» CONSIGNE
Transcrivez fidèlement le passage du texte sur le Grand continental de Sylvain Émard en commençant par « Le chorégraphe Sylvain » et en allant jusqu'à « de la danse. ».

---------- TEXTE À LIRE ----------

En trois ans, le Grand continental de Sylvain Émard a connu une expansion phénoménale: de 65 participants en 2009, le nombre est passé à 100 l'an dernier et a doublé pour sa version XL présentée la semaine prochaine. Ces 200 danseurs répètent avec enthousiasme depuis des semaines dans la plus grande salle de répétition en ville: le Stade olympique.

Il reste encore 30 bonnes minutes avant l'heure officielle de la répétition, mais il y a déjà beaucoup de va-et-vient au troisième étage du Stade olympique. Dans le couloir qui mène à la galerie de presse, des dizaines de personnes se préparent activement. Ils ne réchauffent ni leurs muscles ni leurs articulations, mais une autre partie de leur corps qui doit être alerte pour danser un continental conçu par Sylvain Émard: la mémoire.

«C'est exigeant pour le cardio, mais aussi pour la mémoire, confirme Catherine Chagnon, qui participe à l'événement pour la première fois. Il y a beaucoup de mouvements à apprendre.» Serge Beaudoin, le doyen de tous les danseurs, insiste: «Il faut répéter tous les jours.» D'où la nécessité d'arriver en avance pour faire et refaire les séquences de pas afin de se les mettre bien en tête.

Le chorégraphe Sylvain Émard n'a jamais pensé que son projet de réinventer le continental, symbole poussiéreux et pas forcément glorieux de la danse sociale, connaîtrait un tel retentissement lorsqu'il en a eu l'idée il y a trois ans. «Pour moi, c'était un one shot deal», se rappelle-t-il. Or, il a touché à quelque chose de bien plus profond que le simple désir de faire un spectacle: le plaisir que les gens tirent de la danse.

---------- LIGNES PRÉSENTÉES ----------

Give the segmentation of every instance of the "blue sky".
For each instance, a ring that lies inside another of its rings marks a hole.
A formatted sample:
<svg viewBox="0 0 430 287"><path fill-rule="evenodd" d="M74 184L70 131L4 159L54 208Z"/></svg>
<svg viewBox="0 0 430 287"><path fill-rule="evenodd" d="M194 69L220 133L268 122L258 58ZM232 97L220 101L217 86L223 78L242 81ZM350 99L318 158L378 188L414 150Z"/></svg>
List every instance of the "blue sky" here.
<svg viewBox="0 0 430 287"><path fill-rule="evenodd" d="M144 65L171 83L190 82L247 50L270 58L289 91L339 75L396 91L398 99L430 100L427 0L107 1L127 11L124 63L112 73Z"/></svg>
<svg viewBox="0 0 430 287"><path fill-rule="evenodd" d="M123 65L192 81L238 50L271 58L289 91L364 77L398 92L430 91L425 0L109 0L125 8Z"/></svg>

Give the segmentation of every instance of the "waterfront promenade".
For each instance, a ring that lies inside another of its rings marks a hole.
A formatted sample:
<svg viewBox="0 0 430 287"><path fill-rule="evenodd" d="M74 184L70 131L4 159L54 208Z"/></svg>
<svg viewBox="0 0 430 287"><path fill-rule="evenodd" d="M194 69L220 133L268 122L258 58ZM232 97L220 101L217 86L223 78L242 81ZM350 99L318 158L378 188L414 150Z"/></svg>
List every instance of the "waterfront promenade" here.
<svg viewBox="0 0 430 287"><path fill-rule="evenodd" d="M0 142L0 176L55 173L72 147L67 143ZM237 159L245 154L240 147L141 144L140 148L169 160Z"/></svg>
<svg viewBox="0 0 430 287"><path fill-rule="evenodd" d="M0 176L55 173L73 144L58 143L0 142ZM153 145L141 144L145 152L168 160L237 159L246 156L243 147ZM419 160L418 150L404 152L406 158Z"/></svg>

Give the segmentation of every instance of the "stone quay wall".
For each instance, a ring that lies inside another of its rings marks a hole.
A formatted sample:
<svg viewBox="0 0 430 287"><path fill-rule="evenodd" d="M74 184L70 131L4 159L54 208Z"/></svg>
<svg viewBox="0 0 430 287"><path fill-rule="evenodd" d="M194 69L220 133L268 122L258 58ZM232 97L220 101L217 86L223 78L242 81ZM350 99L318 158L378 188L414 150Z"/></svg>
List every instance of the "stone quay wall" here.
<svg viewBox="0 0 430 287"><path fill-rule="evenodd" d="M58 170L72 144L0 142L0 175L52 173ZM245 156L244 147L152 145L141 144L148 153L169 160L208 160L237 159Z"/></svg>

----------

» TÂCHE ACCOMPLIE
Le chorégraphe Sylvain Émard n'a jamais pensé que son projet de réinventer le continental, symbole poussiéreux et pas forcément glorieux de la danse sociale, connaîtrait un tel retentissement lorsqu'il en a eu l'idée il y a trois ans. «Pour moi, c'était un one shot deal», se rappelle-t-il. Or, il a touché à quelque chose de bien plus profond que le simple désir de faire un spectacle: le plaisir que les gens tirent de la danse.